+++ SOURCE EXCERPT +++

Information Provided by Michael D. Bulmash:

With the German economy reeling from the Great Depression, the fragile Weimar Republic parliamentary government was collapsing. At this time Hitler and his minions, striving for legitimacy, focused less on antisemitism, and more on the broken system of government. Hitler ran for president against Paul von Hindenburg, the World War I hero. While the Nazis won 37 percent of the seats in the Reichstag, Hitler was not able to secure a majority of votes to become president. Hindenburg emerged narrowly triumphant against Hitler in another round of voting. However, Hitler would ultimately come to power when von Papen and other conservative elites convinced Hindenburg to appoint Hitler chancellor. They believed that while Hitler was an outsider with no experience in government, he could successfully pull together a right-wing coalition of conservatives and nationalists. Importantly, they felt he could be easily manipulated and sidelined, while they could set an agenda that would prevent Germany from sliding toward communism. Hindenburg ultimately relented, and Hitler became chancellor of Germany on January 30, 1933, thus commencing his ascent to power.

+++ DATA EXTRACT +++

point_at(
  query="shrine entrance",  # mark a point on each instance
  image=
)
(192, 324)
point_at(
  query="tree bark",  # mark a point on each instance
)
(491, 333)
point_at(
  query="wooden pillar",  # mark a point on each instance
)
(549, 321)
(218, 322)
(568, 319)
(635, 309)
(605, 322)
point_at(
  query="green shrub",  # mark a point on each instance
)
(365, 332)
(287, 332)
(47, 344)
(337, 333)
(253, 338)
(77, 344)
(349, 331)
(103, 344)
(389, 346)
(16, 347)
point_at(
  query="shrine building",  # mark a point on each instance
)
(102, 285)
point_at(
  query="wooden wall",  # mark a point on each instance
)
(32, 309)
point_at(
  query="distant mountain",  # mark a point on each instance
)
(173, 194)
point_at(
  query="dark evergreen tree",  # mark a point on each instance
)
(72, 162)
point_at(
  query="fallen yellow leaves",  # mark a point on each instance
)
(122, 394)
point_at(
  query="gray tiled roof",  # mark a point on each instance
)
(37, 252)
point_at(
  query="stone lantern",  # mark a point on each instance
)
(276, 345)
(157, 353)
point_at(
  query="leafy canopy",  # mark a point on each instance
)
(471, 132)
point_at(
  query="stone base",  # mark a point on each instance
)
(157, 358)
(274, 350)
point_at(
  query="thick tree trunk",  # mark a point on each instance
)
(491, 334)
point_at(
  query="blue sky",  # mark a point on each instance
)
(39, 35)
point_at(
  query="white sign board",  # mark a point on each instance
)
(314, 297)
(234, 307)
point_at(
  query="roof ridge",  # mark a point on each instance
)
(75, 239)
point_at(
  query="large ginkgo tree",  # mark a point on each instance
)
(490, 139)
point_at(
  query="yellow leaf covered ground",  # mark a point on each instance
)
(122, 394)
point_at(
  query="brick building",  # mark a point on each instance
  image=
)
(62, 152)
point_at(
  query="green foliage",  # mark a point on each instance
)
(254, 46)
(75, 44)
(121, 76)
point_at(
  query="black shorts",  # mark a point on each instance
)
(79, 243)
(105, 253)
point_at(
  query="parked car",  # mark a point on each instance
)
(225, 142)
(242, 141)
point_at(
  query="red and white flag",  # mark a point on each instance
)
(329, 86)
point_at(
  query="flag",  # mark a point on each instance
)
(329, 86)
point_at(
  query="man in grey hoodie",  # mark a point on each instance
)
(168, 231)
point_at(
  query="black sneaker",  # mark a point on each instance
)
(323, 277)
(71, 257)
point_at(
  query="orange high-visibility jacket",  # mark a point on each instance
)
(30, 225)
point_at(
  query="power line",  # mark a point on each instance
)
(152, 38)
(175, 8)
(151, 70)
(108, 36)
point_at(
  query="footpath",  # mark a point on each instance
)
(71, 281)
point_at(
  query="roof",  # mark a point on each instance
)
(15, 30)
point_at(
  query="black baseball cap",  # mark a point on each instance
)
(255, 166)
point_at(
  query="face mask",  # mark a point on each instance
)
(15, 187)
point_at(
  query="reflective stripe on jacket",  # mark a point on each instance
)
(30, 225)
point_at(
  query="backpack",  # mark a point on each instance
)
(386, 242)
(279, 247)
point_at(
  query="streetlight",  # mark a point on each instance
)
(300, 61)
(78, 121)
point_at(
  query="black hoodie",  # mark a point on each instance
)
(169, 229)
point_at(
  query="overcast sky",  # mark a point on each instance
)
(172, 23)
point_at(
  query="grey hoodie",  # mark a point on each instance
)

+++

STATED GOAL 1:
Answer these questions using the passage on Hitler's rise to power:
(a) What share of the Reichstag seats did the Nazis win?
(b) Whom did Hitler run against for president?
(c) On what date did Hitler become chancellor of Germany?
STATED GOAL 2:
Carry the passage on Hitler's rise to power forward from its final sentence.

WRITTEN REPLY 1:
(a) 37 percent
(b) Paul von Hindenburg
(c) January 30, 1933

WRITTEN REPLY 2:
The mysterious Reichstag fire of February 1933 - conjectured to have been set by the Nazis themselves - was blamed by them on communists. Hitler wasted no time in exploiting the occasion to persuade the enfeebled Hindenburg to sign the Enabling Act, thus suspending individual and civil liberties, bypassing parliamentary rule, and rationalizing silencing those deemed enemies of the state. The Enabling Act of March 1933 would lead implacably to the total Nazification of the German state. On the so-called Night of the Long Knives (June 30 to July 2, 1934) Hitler and other Nazi stalwarts executed Ernst Roehm, the leader of the Brown Shirts, and minimally 85 others deemed political enemies. With Hindenburg’s death in August 1934, Hitler consolidated power by merging the presidency and the chancellorship. He was now the Fuhrer, Germany’s dictator.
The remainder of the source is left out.